Please reproduce every line of the material below word for word, omitting the pictures.

▸ **Point annotations for photographs**
---*---
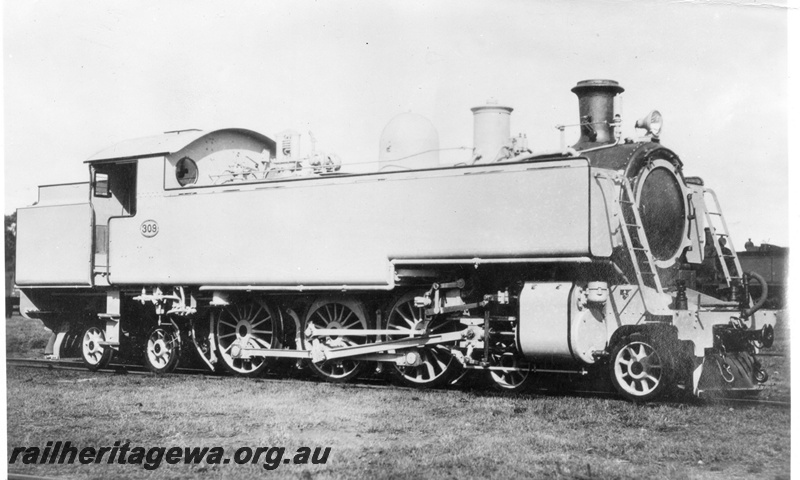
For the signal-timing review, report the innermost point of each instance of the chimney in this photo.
(596, 107)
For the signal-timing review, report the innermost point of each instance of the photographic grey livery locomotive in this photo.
(248, 252)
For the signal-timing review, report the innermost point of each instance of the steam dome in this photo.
(408, 142)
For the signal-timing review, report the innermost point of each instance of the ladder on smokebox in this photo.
(723, 258)
(630, 223)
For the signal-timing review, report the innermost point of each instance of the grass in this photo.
(396, 433)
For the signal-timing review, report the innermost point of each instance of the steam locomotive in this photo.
(601, 258)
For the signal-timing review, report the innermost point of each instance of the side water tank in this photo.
(408, 142)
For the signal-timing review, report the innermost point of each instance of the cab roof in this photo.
(167, 143)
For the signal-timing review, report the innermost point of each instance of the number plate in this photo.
(149, 228)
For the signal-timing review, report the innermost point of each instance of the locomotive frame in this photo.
(516, 263)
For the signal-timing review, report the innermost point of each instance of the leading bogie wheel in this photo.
---*---
▸ **The completed task**
For the signal-timing review, report the innermost point of each instance of the chimney in this photo.
(596, 107)
For the signal-timing review, report the innermost point of each instance of the photographic grey livery locomotive in this photo.
(248, 252)
For the signal-timing review, report the innermost point of each instance of the steam dome in this photo.
(408, 142)
For the signal-timing review, report the innermost point of each instance of the ladder on smokebox in this photo.
(723, 258)
(630, 223)
For the signal-timing review, report the innermost point of each instance of the grass in this photo.
(396, 433)
For the signal-timing review, report the innermost point of each instance of the steam locomotive in this photo.
(601, 258)
For the signal-timing review, report the innermost point of each instance of the side water tank in this photo.
(408, 142)
For the signal-timing review, report the innermost point of each instance of the cab roof in this photo.
(167, 143)
For the signal-timing review, report the innermost point of each instance of the number plate in this photo.
(149, 228)
For the signal-timing review, report the innermost point of each instance of the locomotive frame in this photo.
(516, 263)
For the signal-timing review, report the innermost point of each instance of the leading bogie wheel in this photo.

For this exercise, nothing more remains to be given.